Reproduce the portion of the listing that begins with the line containing "A single point marks each instance of the paved" and continues through the end of the listing, swapping "walkway" for "sidewalk" and leaving all else unchanged.

Raw records
# # # # #

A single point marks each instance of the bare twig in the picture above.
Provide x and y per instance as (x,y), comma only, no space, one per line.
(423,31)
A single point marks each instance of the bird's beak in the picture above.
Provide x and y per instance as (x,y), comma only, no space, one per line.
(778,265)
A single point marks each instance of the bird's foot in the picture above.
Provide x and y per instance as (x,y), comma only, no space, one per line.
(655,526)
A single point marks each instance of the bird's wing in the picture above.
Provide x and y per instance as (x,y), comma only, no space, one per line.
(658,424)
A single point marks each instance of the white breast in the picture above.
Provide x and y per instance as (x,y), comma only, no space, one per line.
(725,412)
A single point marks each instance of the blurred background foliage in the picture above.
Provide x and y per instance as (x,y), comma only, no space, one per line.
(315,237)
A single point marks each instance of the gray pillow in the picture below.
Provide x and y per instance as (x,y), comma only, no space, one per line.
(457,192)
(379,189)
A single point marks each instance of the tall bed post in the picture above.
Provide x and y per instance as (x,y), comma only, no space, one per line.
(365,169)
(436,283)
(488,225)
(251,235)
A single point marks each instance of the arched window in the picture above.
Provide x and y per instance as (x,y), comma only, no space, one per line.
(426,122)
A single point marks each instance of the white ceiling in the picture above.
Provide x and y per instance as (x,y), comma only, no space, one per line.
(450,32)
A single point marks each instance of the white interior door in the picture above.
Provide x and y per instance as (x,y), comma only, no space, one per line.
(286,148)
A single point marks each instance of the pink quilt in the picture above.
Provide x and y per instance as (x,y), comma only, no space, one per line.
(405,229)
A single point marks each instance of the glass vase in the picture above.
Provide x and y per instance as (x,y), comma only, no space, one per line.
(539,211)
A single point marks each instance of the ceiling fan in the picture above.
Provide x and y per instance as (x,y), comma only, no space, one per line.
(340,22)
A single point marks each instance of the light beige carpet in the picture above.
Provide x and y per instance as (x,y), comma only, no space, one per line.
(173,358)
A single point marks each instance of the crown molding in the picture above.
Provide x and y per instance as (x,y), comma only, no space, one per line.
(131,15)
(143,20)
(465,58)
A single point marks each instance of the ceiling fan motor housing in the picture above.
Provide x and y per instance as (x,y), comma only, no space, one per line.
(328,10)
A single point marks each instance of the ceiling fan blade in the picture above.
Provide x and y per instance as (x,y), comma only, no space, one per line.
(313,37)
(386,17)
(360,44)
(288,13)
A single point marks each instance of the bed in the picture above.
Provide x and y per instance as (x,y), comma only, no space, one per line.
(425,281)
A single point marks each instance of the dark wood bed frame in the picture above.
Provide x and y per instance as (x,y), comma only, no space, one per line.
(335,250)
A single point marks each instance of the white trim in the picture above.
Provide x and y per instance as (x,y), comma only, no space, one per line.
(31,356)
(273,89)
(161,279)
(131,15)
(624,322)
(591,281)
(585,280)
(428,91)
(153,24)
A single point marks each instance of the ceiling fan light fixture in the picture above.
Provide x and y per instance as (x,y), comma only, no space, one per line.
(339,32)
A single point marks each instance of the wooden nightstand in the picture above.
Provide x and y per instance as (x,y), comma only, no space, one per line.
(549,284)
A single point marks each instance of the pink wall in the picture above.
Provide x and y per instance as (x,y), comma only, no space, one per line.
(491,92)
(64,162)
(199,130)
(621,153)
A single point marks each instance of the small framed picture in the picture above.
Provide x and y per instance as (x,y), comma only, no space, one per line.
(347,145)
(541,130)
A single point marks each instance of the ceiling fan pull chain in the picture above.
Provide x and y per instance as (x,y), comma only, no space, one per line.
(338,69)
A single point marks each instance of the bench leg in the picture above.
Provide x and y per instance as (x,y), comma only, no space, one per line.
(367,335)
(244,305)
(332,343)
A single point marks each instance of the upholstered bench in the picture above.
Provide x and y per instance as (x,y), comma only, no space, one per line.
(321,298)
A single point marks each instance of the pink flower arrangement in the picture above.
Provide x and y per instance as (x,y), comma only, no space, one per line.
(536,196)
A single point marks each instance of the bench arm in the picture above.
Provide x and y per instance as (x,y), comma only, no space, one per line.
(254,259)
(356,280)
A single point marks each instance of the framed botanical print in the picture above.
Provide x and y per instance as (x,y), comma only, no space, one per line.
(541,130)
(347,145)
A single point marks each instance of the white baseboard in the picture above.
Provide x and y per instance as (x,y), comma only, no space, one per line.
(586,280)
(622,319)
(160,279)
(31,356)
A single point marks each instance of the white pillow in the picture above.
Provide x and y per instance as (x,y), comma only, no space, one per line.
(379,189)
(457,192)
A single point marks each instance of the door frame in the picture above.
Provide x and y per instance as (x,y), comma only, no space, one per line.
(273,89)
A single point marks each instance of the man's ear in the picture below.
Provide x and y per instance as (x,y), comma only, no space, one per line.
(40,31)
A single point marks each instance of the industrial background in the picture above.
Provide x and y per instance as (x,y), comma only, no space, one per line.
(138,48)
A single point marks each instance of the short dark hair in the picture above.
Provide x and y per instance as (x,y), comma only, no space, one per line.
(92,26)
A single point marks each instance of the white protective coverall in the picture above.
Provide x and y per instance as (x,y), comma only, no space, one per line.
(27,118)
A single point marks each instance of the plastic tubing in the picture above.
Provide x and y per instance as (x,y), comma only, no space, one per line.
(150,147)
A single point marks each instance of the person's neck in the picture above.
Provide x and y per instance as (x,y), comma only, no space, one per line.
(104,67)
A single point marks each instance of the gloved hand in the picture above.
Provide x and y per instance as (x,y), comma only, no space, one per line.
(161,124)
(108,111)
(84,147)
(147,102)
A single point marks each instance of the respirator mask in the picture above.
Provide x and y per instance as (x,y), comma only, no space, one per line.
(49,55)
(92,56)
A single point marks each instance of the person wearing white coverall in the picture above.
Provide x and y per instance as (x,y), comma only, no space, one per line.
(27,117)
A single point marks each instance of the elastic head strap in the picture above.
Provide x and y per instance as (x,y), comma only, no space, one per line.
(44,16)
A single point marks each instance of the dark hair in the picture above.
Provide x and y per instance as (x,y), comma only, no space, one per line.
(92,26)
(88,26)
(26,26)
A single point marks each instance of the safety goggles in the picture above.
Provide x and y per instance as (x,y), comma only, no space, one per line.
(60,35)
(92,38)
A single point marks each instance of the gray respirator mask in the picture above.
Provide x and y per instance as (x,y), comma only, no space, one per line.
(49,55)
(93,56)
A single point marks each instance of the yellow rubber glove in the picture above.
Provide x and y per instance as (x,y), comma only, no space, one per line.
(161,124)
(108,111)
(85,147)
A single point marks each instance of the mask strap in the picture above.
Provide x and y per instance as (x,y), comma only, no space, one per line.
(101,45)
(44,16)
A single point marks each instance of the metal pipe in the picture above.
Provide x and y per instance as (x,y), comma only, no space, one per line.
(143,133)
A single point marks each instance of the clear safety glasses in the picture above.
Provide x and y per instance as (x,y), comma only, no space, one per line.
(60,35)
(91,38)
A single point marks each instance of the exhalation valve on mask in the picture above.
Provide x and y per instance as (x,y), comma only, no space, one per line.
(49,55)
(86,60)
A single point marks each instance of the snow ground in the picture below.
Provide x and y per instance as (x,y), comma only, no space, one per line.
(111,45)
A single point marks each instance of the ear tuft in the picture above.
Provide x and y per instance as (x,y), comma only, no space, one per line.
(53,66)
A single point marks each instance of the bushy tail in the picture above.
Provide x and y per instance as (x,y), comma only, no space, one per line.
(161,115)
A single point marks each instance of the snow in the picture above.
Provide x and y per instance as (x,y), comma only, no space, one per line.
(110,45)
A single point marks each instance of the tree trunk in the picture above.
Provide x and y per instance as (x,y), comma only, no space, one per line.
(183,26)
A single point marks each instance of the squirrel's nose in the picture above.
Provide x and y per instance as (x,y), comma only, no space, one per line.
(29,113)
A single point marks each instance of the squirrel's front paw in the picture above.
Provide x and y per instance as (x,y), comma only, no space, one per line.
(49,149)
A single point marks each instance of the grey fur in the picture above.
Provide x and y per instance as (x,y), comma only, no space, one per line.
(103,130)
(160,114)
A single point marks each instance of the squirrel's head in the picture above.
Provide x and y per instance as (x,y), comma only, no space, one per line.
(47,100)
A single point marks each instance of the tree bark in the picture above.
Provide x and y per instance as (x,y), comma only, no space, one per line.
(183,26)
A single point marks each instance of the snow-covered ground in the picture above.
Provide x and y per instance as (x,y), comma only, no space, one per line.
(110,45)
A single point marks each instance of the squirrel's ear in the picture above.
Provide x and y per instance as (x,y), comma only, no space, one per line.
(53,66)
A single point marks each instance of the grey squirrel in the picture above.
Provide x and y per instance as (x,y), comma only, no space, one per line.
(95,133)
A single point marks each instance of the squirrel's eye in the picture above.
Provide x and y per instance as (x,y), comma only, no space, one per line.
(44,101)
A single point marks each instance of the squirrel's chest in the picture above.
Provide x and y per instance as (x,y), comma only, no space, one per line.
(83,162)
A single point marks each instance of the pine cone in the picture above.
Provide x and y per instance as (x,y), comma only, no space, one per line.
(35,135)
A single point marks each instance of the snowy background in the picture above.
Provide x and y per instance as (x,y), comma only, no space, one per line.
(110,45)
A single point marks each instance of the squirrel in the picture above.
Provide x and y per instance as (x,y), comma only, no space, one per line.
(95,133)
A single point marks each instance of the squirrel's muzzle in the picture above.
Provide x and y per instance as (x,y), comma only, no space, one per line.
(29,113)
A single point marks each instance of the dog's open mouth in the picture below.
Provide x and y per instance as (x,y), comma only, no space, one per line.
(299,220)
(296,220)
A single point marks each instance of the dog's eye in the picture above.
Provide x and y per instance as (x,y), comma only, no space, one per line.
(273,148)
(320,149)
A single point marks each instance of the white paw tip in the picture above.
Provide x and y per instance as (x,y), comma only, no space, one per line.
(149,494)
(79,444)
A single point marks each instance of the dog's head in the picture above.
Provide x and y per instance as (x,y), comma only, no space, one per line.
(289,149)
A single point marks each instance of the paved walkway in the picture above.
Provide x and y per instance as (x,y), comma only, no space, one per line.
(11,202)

# # # # #

WRITTEN ANSWER —
A single point marks each instance of the paved sidewalk in the picture above.
Provide x and y per instance as (x,y), comma only, no space, one per line.
(11,202)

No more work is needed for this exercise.